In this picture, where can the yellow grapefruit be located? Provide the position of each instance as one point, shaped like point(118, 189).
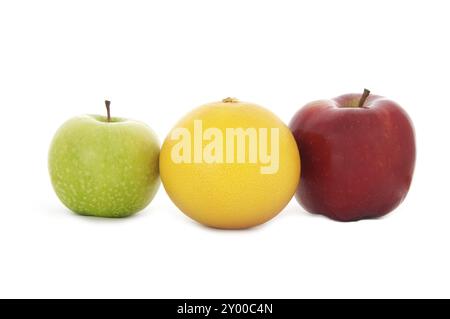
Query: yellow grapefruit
point(230, 164)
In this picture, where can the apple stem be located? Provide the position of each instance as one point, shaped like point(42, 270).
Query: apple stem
point(108, 112)
point(363, 98)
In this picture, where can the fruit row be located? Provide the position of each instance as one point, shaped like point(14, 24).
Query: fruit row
point(233, 164)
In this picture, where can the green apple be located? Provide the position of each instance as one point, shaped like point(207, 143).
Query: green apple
point(104, 166)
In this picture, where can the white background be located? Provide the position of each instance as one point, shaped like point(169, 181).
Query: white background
point(158, 60)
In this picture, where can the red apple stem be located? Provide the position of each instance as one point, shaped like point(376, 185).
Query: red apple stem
point(363, 98)
point(108, 111)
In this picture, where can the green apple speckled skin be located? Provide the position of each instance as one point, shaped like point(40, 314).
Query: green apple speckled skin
point(101, 168)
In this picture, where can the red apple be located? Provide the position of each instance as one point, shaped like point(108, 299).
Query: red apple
point(358, 154)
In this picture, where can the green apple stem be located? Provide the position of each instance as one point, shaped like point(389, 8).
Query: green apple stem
point(108, 112)
point(363, 98)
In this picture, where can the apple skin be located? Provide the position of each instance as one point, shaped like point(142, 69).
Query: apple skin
point(105, 169)
point(357, 162)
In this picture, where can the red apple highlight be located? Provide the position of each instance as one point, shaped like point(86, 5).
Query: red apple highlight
point(358, 154)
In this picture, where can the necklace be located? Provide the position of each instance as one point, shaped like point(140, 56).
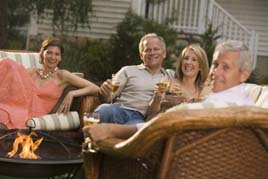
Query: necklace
point(43, 75)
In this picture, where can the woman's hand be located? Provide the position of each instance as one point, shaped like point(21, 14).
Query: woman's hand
point(66, 103)
point(176, 88)
point(105, 90)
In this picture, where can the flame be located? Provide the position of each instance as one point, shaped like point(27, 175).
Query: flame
point(27, 145)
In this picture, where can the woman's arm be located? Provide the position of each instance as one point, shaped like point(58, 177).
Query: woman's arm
point(85, 88)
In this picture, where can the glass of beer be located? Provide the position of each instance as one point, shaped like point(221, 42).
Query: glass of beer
point(115, 86)
point(90, 119)
point(164, 83)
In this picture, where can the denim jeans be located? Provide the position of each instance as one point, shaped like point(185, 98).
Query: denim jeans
point(113, 113)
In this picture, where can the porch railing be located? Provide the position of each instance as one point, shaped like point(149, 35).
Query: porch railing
point(193, 16)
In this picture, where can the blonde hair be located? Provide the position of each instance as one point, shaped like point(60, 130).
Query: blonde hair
point(203, 63)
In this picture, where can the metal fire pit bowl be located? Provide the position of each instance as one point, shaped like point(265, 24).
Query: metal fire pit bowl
point(60, 154)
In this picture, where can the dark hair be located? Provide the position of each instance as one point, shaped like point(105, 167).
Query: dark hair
point(52, 41)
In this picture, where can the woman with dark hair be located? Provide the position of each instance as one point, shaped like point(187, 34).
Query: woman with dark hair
point(28, 93)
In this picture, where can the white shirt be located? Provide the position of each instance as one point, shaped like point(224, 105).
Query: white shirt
point(235, 94)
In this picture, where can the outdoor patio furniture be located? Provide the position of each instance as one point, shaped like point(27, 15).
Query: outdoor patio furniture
point(227, 143)
point(79, 104)
point(60, 151)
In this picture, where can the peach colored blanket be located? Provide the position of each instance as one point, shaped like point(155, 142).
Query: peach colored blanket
point(20, 98)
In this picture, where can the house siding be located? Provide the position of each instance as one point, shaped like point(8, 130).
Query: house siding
point(106, 15)
point(253, 15)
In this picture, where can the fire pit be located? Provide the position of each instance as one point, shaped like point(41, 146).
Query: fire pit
point(60, 153)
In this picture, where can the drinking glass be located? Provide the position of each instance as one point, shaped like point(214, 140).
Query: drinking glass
point(115, 86)
point(164, 83)
point(90, 119)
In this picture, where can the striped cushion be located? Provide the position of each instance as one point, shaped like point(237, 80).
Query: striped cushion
point(55, 122)
point(26, 59)
point(203, 105)
point(263, 99)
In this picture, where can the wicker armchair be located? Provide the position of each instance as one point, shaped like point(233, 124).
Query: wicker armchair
point(208, 143)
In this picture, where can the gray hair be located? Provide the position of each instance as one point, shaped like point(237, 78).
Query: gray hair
point(244, 60)
point(152, 35)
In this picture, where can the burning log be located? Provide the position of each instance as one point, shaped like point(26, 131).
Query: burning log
point(28, 147)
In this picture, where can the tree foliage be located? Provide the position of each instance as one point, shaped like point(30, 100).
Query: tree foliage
point(67, 15)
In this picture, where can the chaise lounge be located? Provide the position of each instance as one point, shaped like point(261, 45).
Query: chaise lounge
point(229, 142)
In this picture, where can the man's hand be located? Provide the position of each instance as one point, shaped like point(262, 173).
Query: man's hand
point(105, 90)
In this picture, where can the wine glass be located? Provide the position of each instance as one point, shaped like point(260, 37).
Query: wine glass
point(115, 86)
point(90, 119)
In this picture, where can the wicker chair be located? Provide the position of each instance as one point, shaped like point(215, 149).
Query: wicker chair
point(208, 143)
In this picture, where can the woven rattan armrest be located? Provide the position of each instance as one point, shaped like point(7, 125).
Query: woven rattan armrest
point(165, 124)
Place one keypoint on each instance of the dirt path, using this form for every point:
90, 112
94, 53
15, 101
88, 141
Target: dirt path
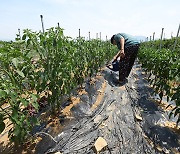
========
## Stated task
Reproduce all of the material above word for word, leaving out the pictures.

## Answer to the task
In this picture, where can the yellow grapefruit be located? Provide the position of each instance as one point, shaped like point(118, 189).
Query: yellow grapefruit
point(230, 164)
In this picture, where can the apple stem be located? Provide the position of each instance as one point, shaped like point(42, 270).
Query: apple stem
point(108, 112)
point(363, 98)
In this picture, where can the fruit row be located? Provide the position of each instance as one point, shaped like point(14, 24).
Query: fruit row
point(233, 164)
In this picture, where can the green apple be located? Provide the position of each instance as one point, shaped like point(207, 143).
Query: green apple
point(104, 166)
In this picture, where can the white background be located? Provide the position of each instance as one point, shaped like point(169, 181).
Query: white background
point(158, 60)
In this picture, where can the red apple stem be located? Provide the position of each instance as one point, shaped like point(376, 185).
Query: red apple stem
point(363, 98)
point(108, 111)
In this picture, where can the green apple speckled skin be located? Provide the position of each instance as one point, shaped like point(40, 314).
Query: green apple speckled skin
point(101, 168)
In this picture, where can the red apple be located? Provide the position of each instance as one point, shaped like point(108, 299).
Query: red apple
point(358, 154)
In this picture, where can the green apple stem be located? Provide the position of each instance as one point, shaped like point(389, 8).
Query: green apple stem
point(108, 112)
point(363, 98)
In this picture, where can the apple skin be located? Provide the position of each instance as one point, shaped like point(142, 69).
Query: apple skin
point(105, 169)
point(357, 162)
In this picture, where can the red apple highlight be located? Provide the position of each instance as one point, shaped like point(86, 5).
Query: red apple highlight
point(358, 154)
In this picture, where can the necklace be located? Provide the position of each instance as one point, shaped like point(140, 56).
Query: necklace
point(43, 75)
In this picture, where can the woman's hand be located? Provide the position of each instance as one point, shaped like point(21, 14).
Query: woman's hand
point(66, 103)
point(176, 88)
point(105, 90)
In this picture, where can the flame be located? Provide the position of each instance as one point, shaped like point(27, 175).
Query: flame
point(27, 145)
In this picture, where can the woman's arm be located? Provide the position of each instance as one point, shaped like point(58, 177).
Query: woman's arm
point(85, 88)
In this picture, where can the glass of beer be located? Provide the position of each instance as one point, shaped like point(221, 42).
Query: glass of beer
point(115, 86)
point(90, 119)
point(164, 83)
In this picture, where can the denim jeans be located? Provide the position of each instance as one point, shaped like point(185, 98).
Query: denim jeans
point(113, 113)
In this picture, where can the porch railing be located? Provide the position of each instance as one point, shaped like point(149, 35).
Query: porch railing
point(193, 16)
In this picture, where can the blonde hair be located? Provide the position of each instance as one point, shaped like point(60, 130).
Query: blonde hair
point(203, 63)
In this picture, where can the metal fire pit bowl be located? Provide the position of each instance as one point, shaped like point(265, 24).
Query: metal fire pit bowl
point(60, 154)
In this picture, where can the dark hair be located? Provide the position of each instance as one point, shaped like point(105, 167).
Query: dark hair
point(52, 41)
In this picture, where can the woman with dark hair be located? Provide the position of each instance as one point, shaped like point(187, 34).
Query: woman with dark hair
point(28, 93)
In this picture, where can the white shirt be located? Provide the position of each instance as one point, shaped like point(224, 105).
Query: white shirt
point(235, 94)
In this picture, where can the outdoor patio furniture be located? Provide the position of each instance as one point, shaped like point(27, 15).
Query: outdoor patio furniture
point(227, 143)
point(79, 104)
point(60, 151)
In this picture, where can the peach colored blanket be located? Provide the position of each instance as one point, shaped like point(155, 142).
Query: peach colored blanket
point(20, 98)
In this picture, where can the house siding be located? Provide the position of each instance as one point, shaped like point(8, 130).
Query: house siding
point(106, 15)
point(253, 15)
In this picture, where can the fire pit be located? Provide the position of each instance as one point, shaped like point(41, 146).
Query: fire pit
point(60, 153)
In this picture, where can the drinking glass be located? Provide the position of each instance as one point, shaped like point(214, 140).
Query: drinking glass
point(115, 86)
point(164, 83)
point(90, 119)
In this picture, where can the striped cushion be located? Provide the position of each instance as one point, shaped like point(237, 80).
Query: striped cushion
point(55, 122)
point(26, 59)
point(203, 105)
point(263, 99)
In this picture, where can the wicker armchair be located? Provide the position of each instance as one point, shaped like point(233, 124).
Query: wicker armchair
point(208, 143)
In this picture, where can the gray hair be located? Provide the position of each instance as one point, shaped like point(237, 78).
Query: gray hair
point(244, 60)
point(152, 35)
In this picture, where can the burning log be located? Provide the position of each instance as one point, shaped like point(26, 131).
Query: burning log
point(28, 147)
In this picture, where can the tree foliage be located? Provide the position of each instance as one point, shaped like point(30, 100).
Query: tree foliage
point(67, 15)
In this picture, where can the chaise lounge be located? Provide the position of each instance as one point, shaped like point(261, 45).
Query: chaise lounge
point(229, 142)
In this picture, where can the man's hand be located? Provide the position of each instance as one point, shaped like point(262, 173).
Query: man's hand
point(105, 90)
In this picture, where can the wine glass be located? Provide the position of each instance as one point, shaped like point(260, 37).
Query: wine glass
point(115, 86)
point(90, 119)
In this picture, where can the wicker chair be located? Provide the position of each instance as one point, shaped like point(215, 149).
Query: wicker chair
point(208, 143)
In this picture, where can the woven rattan armrest be located? Provide the position of each instance as one point, shaped like point(7, 125).
Query: woven rattan armrest
point(165, 124)
Place one keypoint on each instance of the dirt path, using this form for every point:
90, 112
94, 53
15, 101
88, 141
Target: dirt path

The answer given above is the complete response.